# TASK INSTRUCTIONS
Write out the whole listing, matching it exactly.

------------------------------

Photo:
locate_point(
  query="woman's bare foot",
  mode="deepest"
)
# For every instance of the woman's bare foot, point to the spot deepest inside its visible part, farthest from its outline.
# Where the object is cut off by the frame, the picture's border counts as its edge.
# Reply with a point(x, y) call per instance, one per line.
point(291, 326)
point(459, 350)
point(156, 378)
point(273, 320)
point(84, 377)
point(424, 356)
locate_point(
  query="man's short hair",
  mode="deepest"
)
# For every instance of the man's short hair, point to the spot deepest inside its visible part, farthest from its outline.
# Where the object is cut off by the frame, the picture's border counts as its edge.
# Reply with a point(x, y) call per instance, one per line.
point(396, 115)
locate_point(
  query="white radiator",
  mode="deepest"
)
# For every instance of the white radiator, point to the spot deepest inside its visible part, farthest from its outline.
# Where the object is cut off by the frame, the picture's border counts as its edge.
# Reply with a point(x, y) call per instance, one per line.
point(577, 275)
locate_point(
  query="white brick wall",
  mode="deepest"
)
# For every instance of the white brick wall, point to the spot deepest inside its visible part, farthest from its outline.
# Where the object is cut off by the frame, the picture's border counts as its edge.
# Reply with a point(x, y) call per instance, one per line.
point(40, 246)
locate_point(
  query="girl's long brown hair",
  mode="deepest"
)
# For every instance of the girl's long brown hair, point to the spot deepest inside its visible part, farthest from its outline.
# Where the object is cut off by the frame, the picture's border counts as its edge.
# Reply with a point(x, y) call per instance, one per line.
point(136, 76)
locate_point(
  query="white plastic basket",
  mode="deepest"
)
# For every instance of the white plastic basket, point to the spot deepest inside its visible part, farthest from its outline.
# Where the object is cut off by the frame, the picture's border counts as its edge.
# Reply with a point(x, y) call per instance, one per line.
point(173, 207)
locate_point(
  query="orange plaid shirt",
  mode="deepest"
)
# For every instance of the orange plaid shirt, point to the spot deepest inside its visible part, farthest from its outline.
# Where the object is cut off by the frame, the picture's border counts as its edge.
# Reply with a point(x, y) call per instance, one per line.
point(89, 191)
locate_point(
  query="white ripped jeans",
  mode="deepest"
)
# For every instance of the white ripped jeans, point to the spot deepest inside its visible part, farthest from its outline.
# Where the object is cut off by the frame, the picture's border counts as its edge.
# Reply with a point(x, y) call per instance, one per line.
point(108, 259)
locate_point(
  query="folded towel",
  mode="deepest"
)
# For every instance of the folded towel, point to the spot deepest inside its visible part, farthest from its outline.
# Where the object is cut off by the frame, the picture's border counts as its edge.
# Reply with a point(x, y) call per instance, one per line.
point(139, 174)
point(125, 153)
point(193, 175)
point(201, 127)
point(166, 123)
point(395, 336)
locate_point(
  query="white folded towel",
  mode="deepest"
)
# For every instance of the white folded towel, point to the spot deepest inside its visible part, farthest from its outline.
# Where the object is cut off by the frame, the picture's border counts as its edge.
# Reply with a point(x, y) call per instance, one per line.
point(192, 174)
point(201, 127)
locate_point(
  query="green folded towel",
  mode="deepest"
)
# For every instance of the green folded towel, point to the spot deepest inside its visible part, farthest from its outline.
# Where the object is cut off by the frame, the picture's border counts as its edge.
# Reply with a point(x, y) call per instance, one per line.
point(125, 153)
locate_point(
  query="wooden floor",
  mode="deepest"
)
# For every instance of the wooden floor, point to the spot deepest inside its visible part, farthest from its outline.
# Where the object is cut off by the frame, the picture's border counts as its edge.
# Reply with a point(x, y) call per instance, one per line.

------------------------------

# TASK SOLUTION
Photo:
locate_point(
  query="woman's bare foot",
  mode="deepest"
)
# For every instance of the woman's bare foot, point to the spot deepest inside its visible part, farthest from its outline.
# Where the object is cut off by the frame, the picture's border counts as its edge.
# Reply with a point(x, y) call per instance, one per line.
point(291, 326)
point(459, 350)
point(156, 378)
point(273, 320)
point(84, 377)
point(424, 356)
locate_point(
  query="man's short hair",
  mode="deepest"
)
# For every instance of the man's short hair, point to the spot deepest inside its visible part, farthest from its outline.
# Where the object is cut off by the frame, the picture's border counts as its edge.
# Reply with a point(x, y) call per instance, one per line.
point(396, 115)
locate_point(
  query="white radiator",
  mode="deepest"
)
# For every instance of the white radiator, point to the spot deepest inside its visible part, farthest from its outline.
# Where the object is cut off by the frame, the picture's border counts as its edge.
# Reply with a point(x, y) call per instance, one per line.
point(577, 275)
locate_point(
  query="white brick wall",
  mode="deepest"
)
# For every instance of the white brick wall, point to the spot deepest inside its visible part, farthest from its outline.
# Where the object is cut off by the frame, the picture's border counts as its edge.
# Reply with a point(x, y) call per instance, one per line.
point(40, 246)
locate_point(
  query="girl's long brown hair",
  mode="deepest"
)
# For every instance of the girl's long brown hair, point to the spot deepest inside its visible part, farthest from its outline.
# Where the object is cut off by the frame, the picture's border counts as its edge.
# Reply with a point(x, y) call per instance, one per line.
point(136, 76)
locate_point(
  query="white plastic basket",
  mode="deepest"
)
# For every instance of the white plastic basket, point to the spot deepest inside its visible part, farthest from its outline.
# Where the object is cut off by the frame, the picture's border counts as its edge.
# Reply with a point(x, y) call per instance, one per line.
point(173, 207)
locate_point(
  query="orange plaid shirt",
  mode="deepest"
)
# For every instance of the orange plaid shirt, point to the spot deepest inside its visible part, farthest from its outline.
# Where the object is cut off by the frame, the picture's border counts as its edge.
# Reply with a point(x, y) call per instance, one per line.
point(89, 191)
locate_point(
  query="white ripped jeans",
  mode="deepest"
)
# For every instance of the white ripped jeans, point to the spot deepest inside its visible part, farthest from its outline.
# Where the object is cut off by the frame, the picture's border counts as its edge.
# Reply with a point(x, y) call per instance, one per line.
point(108, 259)
locate_point(
  query="folded towel",
  mode="deepest"
)
# For every instance of the folded towel, point to the spot deepest inside its visible part, farthest from its outline.
# Where the object is cut off by the frame, the picture's border counts as its edge.
# Reply with a point(x, y) call per instance, one per line.
point(139, 174)
point(125, 153)
point(193, 175)
point(201, 127)
point(166, 123)
point(395, 336)
locate_point(
  query="white folded towel",
  mode="deepest"
)
# For every instance of the white folded towel, point to the spot deepest inside its visible part, farthest from its outline.
# Where the object is cut off by the frame, the picture's border counts as its edge.
# Reply with a point(x, y) call per instance, one per line.
point(192, 174)
point(201, 127)
locate_point(
  query="green folded towel",
  mode="deepest"
)
# For every instance of the green folded towel, point to the spot deepest inside its visible part, farthest from its outline.
# Where the object is cut off by the frame, the picture's border counts as its edge.
# Reply with a point(x, y) call per instance, one per line.
point(125, 153)
locate_point(
  query="wooden floor",
  mode="deepest"
)
# For every instance of the wooden floor, point to the spot deepest inside its visible part, farthest from its outline.
# Where the object is cut off by the frame, the picture's border counts as its edge.
# Reply with a point(x, y) call per instance, one per line.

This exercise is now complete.